_TASK BRIEF_. Write out everything in the report on the Baghdad bombings from "A car bomb parked" down to "TV footage showed.", word for word.

_TEXT SECTION_.
A car bomb parked near Baghdad's main Sunni Abu Hanifa mosque killed at least nine Iraqi civilians and wounded 25, said Saif al-Janabi, director of Noaman hospital. It exploded at noon in north Baghdad's Azamiyah neighborhood and was so powerful it vaporized the vehicle. Rescue crews and Iraqi army soldiers were carrying stretchers toward waiting ambulances, Associated Press TV footage showed.

A bomb planted in a parked minivan killed at least seven and injured at least 20 when it exploded at the entrance to an open-air market selling secondhand clothes in the northern Baghdad suburb of Kazimiyah.

Another parked car bomb exploded near Ibin al-Haitham college in Azamiyah, also in northern Baghdad, killing two civilians and wounding at least five others - including four Iraqi soldiers, police Lt. Col. Falah al-Mohammedawi said.

In Baghdad's Tahariyat Square, a parked car bomb targeting an American convoy killed one civilian and injured nine , police Lt. Col. Abbas Mohammed Salman said. It was not known if there were any U.S. casualties, but at least one Humvee was seen on fire.

A second bomb targeting an Iraqi police patrol near the square killed one and wounded 10 - including four police.

In other attacks, a roadside bomb killed two police officer and wounded three others in downtown Baghdad's Karradah district, while one man was killed and six were injured when a bomb hidden in a minivan used as a bus exploded.

_INFORMATION_.
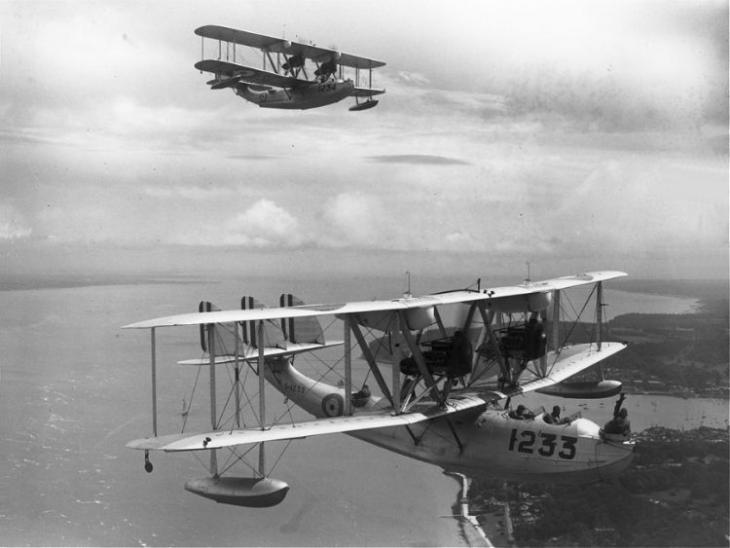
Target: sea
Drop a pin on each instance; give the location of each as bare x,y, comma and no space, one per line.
75,388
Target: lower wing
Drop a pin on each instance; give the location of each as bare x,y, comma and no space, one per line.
248,74
365,421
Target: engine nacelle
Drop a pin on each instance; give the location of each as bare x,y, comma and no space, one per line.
532,302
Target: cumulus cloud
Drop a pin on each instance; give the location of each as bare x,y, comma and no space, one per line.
264,224
12,224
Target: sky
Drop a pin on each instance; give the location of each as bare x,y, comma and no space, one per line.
576,135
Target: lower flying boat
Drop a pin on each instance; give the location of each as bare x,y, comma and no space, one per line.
456,360
286,83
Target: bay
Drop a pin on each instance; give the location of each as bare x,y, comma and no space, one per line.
75,388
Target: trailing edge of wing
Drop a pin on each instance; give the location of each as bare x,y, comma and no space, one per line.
450,297
229,438
252,354
573,360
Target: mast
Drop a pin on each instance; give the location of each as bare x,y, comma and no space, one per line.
599,313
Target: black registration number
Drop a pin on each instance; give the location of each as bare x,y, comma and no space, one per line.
542,443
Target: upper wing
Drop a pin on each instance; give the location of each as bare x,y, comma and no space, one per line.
248,74
245,38
366,92
281,45
451,297
364,421
356,61
252,354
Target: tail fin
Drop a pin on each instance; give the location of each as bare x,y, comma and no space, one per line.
300,330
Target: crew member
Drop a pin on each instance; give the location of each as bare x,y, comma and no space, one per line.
554,417
521,413
620,423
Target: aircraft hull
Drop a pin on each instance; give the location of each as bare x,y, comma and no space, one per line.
484,443
316,94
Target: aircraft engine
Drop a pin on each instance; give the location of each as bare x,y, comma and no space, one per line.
326,68
533,302
295,61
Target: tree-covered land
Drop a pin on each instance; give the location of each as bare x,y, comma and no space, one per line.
674,494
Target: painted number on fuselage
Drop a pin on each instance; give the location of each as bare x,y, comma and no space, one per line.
525,442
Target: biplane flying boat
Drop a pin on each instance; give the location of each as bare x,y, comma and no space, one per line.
286,82
455,361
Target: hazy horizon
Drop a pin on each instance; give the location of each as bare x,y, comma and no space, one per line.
574,135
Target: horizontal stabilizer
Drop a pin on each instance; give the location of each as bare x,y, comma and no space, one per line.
570,361
364,421
251,354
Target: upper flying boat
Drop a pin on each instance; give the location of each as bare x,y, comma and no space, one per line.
298,75
446,368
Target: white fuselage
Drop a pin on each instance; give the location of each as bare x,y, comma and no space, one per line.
310,95
492,443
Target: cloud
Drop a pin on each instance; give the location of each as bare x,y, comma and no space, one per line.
12,224
264,224
429,159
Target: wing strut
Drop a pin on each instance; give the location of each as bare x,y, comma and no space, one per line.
348,368
154,382
371,361
213,411
262,399
418,358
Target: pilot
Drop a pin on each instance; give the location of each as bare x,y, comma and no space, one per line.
620,423
554,416
521,413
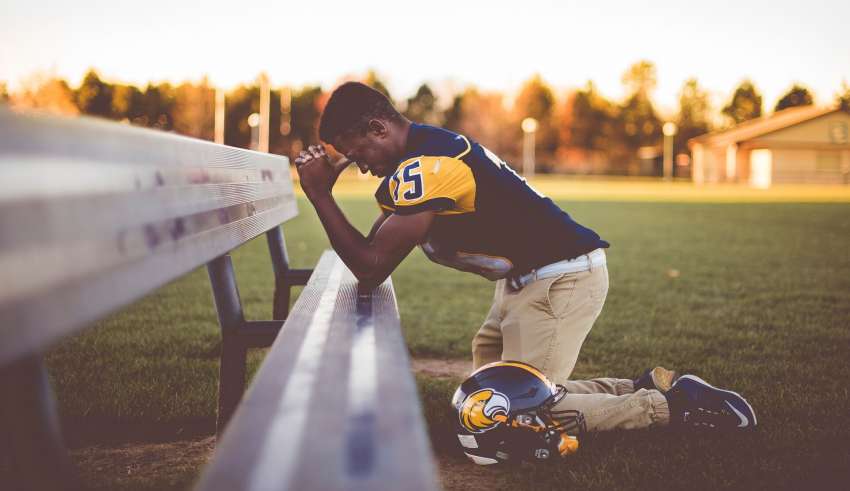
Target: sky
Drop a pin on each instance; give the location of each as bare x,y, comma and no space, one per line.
494,45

_RESULT BELOW_.
A car bomb parked near Baghdad's main Sunni Abu Hanifa mosque killed at least nine Iraqi civilians and wounded 25, said Saif al-Janabi, director of Noaman hospital. It exploded at noon in north Baghdad's Azamiyah neighborhood and was so powerful it vaporized the vehicle. Rescue crews and Iraqi army soldiers were carrying stretchers toward waiting ambulances, Associated Press TV footage showed.